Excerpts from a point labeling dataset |
----------------
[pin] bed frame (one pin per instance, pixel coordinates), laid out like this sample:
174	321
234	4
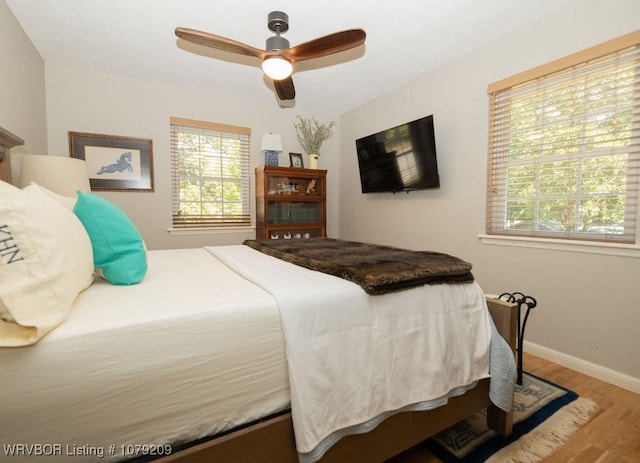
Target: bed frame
272	441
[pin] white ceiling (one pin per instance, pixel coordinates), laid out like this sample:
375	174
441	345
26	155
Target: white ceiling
405	39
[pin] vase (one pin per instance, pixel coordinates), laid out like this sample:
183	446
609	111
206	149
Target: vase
313	161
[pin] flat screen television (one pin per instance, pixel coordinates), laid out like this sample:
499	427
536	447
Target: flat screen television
401	158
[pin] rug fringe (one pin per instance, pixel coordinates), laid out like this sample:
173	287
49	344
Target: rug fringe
547	437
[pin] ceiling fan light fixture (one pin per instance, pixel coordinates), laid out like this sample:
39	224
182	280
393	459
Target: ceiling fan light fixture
277	67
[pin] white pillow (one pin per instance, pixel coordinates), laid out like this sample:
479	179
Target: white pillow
46	260
66	201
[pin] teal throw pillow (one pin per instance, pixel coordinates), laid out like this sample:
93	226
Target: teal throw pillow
119	254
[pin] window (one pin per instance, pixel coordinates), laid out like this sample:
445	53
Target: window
210	174
564	147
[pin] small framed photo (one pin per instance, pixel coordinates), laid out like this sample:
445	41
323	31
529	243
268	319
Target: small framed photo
115	163
296	160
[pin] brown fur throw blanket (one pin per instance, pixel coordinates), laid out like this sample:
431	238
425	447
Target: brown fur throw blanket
378	269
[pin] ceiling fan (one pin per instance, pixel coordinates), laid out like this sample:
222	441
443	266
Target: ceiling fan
278	57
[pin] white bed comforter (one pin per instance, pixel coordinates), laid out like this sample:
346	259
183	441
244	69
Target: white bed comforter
355	358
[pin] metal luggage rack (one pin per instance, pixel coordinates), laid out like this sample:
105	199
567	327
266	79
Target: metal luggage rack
521	300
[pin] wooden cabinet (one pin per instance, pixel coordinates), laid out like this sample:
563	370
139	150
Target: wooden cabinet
290	203
7	141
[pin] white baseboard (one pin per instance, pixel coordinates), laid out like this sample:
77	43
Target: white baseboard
591	369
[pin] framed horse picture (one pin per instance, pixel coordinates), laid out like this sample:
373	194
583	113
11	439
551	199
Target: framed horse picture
115	163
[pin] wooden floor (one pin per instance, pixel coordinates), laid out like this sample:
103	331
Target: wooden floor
611	436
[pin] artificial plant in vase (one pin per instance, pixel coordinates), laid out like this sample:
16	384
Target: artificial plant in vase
311	134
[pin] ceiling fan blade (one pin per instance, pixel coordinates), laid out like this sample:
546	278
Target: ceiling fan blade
217	42
285	89
327	45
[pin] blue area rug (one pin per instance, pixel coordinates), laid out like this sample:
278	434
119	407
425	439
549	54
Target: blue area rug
545	416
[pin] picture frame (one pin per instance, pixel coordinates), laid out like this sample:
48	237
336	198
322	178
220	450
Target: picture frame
295	160
114	163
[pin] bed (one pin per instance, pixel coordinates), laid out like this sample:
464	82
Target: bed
247	356
177	358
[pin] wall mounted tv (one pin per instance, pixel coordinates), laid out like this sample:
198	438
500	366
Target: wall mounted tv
401	158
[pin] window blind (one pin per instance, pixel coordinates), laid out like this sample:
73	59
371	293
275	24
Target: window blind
564	147
210	174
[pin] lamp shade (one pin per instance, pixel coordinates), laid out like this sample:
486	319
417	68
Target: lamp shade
60	174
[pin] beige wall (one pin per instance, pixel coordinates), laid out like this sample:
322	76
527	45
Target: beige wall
22	99
589	305
85	101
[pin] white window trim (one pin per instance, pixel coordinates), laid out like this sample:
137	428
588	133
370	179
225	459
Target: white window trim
574	245
589	247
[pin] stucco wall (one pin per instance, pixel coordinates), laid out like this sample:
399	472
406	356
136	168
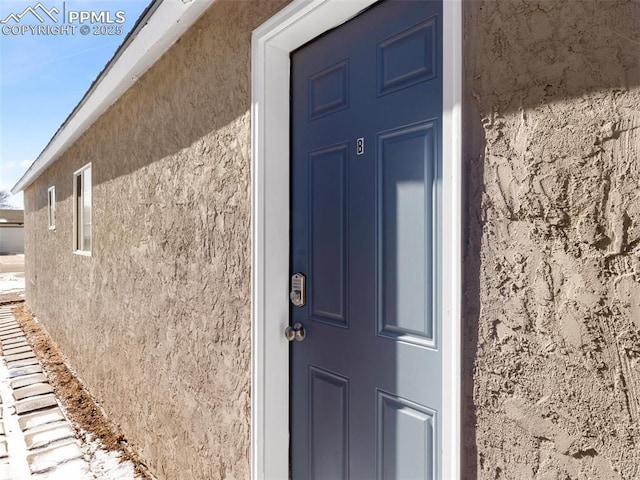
----------------
Task objective | Please pick out every line in the material above that contains the word "fixture" and copy each one.

Complete answer |
[pin] ceiling fan light fixture (one pin per instance, pixel coordinates), laid out like this sample:
Target: ceiling fan light fixture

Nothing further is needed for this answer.